**GIVEN TEXT:**

_____

You just found out. Everything in you wants to act right now. That instinct is right — but the first move matters more than most parents realize.
Maybe your child finally told you tonight. Maybe you saw the messages yourself. Maybe the school called, or another parent reached out, or you just put together a pattern of signs you had been trying not to name.
However you found out, you are now in that moment where the urgency is real and the path forward is not.
The worst thing you can do right now is nothing. The second worst thing is to react so fast and so hard that you make avoidable mistakes — a confrontational call to the school that goes on record wrong, a conversation with your child that shuts them down, a text to the other parent that escalates the situation before you have any leverage.
This article gives you the first steps — in order — so you can protect your child, start building the record you will need, and avoid the early mistakes that make everything harder later.
The Short Answer
The first thing to do is not call the school. It is to listen to your child, write down what you hear, and make sure your child feels believed before you do anything else.
The second thing is to start documenting — dates, descriptions, any evidence your child can share — before memories fade and messages disappear.
The third thing is to contact the school in writing, not by phone, using the word bullying, and requesting a formal response.
Everything else — escalation, legal options, outside support — comes after those three things are in motion. Right now, your job is to slow down just enough to do the first steps correctly. Your child needs you steady more than they need you fast.
What This Usually Means
When a parent first learns their child is being bullied, the situation almost always looks different up close than it did from the outside — and understanding what is actually in front of you is the first step toward responding effectively.
The bullying has usually been going on longer than you know. Children do not typically tell parents the first time something happens. They tell parents after they have tried to manage it themselves, after it has escalated, after it has started affecting their daily life in ways they can no longer hide. The moment you find out is rarely the beginning. It is the point where the situation has grown past what your child could carry alone.
Your child is watching how you respond right now. The first conversation matters enormously. A parent who reacts with visible panic, anger at the child’s choices, or an immediate promise to ‘handle it’ can inadvertently push the child back into silence — afraid of making things worse, afraid of the parent’s reaction, or afraid of losing the small amount of control they still feel they have. Your child needs to believe you can hear this without falling apart.
The details your child shares right now are the most accurate you will get. Memory fades. Details blur. What your child tells you in the first conversation — names, dates, specific incidents, who was present, what was said — should be written down as soon as you can, as specifically as you can, while it is still fresh.
The school does not know what you know yet. Until you put it in writing, the school has nothing to respond to formally. A phone call to express concern is not a bullying complaint. The transition from informal to formal happens only when you send an email that uses the word bullying and requests a specific response under the school’s anti-bullying policy.
What to Do — In This Order
- Listen first. Before you do anything else, sit with your child and let them talk. Do not interrupt with questions. Do not tell them what they should have done differently. Do not promise immediate action that might frighten them. Ask open, calm questions: ‘Can you tell me more about what happened?’ ‘How long has this been going on?’ ‘Has anyone else seen this?’ ‘Have you told anyone at school?’ Your goal in this conversation is to understand — and to make sure your child knows you believe them.

_____

**WHAT YOU NEED TO DO:**
• A. Answer these questions from the bullying guide, one line each:
(i) What does the bullying guide name as the worst thing a parent can do right now?
(ii) Besides using the word bullying, how does the bullying guide say a parent should contact the school?
(iii) In the first conversation, what does the bullying guide say a parent should not do after being told not to interrupt with questions?
• B. Carry on the bullying guide past its last step, writing the next steps in the same form.

_____

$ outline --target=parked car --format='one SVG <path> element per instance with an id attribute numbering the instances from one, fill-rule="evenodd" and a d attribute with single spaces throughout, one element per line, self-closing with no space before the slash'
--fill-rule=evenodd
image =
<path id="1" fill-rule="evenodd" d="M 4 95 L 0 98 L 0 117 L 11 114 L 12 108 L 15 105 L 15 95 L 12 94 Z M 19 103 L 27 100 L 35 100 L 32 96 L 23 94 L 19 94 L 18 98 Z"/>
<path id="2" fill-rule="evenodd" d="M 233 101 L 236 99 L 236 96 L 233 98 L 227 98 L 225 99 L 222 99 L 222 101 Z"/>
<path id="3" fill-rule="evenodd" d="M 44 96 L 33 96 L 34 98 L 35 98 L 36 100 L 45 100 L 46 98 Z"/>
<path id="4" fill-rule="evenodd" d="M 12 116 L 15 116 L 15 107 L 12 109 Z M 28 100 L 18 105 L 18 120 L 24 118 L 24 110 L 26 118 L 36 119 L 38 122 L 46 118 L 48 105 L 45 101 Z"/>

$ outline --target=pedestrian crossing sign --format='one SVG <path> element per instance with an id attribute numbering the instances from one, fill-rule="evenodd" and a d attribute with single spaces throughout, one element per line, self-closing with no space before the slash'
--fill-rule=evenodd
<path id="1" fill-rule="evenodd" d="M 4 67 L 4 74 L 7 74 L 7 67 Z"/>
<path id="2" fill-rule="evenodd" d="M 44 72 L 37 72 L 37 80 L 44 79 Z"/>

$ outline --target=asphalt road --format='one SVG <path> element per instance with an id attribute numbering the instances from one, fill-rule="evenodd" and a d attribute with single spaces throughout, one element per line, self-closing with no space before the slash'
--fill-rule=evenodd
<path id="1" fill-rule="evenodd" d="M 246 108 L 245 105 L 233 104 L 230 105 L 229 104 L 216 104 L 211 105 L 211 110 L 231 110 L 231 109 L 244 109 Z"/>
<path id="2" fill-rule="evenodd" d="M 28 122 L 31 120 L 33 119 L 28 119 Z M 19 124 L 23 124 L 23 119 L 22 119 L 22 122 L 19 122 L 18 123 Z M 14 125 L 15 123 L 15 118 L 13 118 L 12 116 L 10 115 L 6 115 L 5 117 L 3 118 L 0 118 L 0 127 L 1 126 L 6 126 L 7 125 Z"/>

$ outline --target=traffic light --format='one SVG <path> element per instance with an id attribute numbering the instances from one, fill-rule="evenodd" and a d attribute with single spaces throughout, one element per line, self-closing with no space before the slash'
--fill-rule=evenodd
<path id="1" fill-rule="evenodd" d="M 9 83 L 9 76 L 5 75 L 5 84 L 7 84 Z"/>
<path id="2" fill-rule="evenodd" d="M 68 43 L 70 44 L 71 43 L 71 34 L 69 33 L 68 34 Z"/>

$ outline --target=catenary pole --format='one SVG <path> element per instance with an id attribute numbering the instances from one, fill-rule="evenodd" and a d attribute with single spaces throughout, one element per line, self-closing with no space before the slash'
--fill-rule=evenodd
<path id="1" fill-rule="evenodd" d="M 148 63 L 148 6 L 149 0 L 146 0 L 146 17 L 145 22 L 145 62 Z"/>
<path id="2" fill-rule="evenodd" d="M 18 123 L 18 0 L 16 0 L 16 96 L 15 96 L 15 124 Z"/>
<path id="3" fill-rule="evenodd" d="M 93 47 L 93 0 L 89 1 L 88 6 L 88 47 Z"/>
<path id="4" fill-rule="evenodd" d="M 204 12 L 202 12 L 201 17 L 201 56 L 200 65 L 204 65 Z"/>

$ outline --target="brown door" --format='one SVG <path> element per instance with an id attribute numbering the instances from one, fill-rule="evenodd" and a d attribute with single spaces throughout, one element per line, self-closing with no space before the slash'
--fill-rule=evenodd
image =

_____

**RESULTS OF THE EXERCISE:**
• A.
(i) Nothing.
(ii) In writing, not by phone, and requesting a formal response.
(iii) Tell the child what they should have done differently.

• B.
- Write down everything your child tells you — the same day, as specifically as possible. As soon as the conversation ends, go somewhere private and write down what your child said. Include: the names of the students involved; the specific incidents your child described, with approximate dates; where the bullying has been happening — classroom, hallway, bus, online; any witnesses your child mentioned; whether your child has reported it to anyone at the school and what happened; and how long this has been going on according to your child. This is your starting documentation. Keep it somewhere you can find it.
- Save any digital evidence before it disappears. If the bullying has happened online — text messages, social media, group chats, gaming platforms — take screenshots now. Screenshots of specific messages should include the sender’s name, the date and time, and the full text. If the messages are in an app like Snapchat that deletes automatically, screenshot them immediately. Do not delete anything. Do not report or block accounts until you have captured everything you need — reporting can cause content to disappear.
- Do not contact the other parent first. This is one of the most common early mistakes. Calling or texting the parent of the child who is doing the bullying — before you have spoken to the school, before you have any documentation, before you know how that parent will respond — can escalate the situation, create conflict that complicates the school’s response, and in some cases put your child at greater risk. Go to the school first.
- Contact the school in writing — not by phone. Send an email to the principal and school counselor. Use the word bullying. Briefly describe what you have learned and from whom. State that you are formally reporting this as bullying and requesting that the school investigate under its anti-bullying policy. Ask for a written response confirming receipt of your complaint and the next steps the school will take. Keep your email factual and calm. This email creates the paper trail that everything else depends on.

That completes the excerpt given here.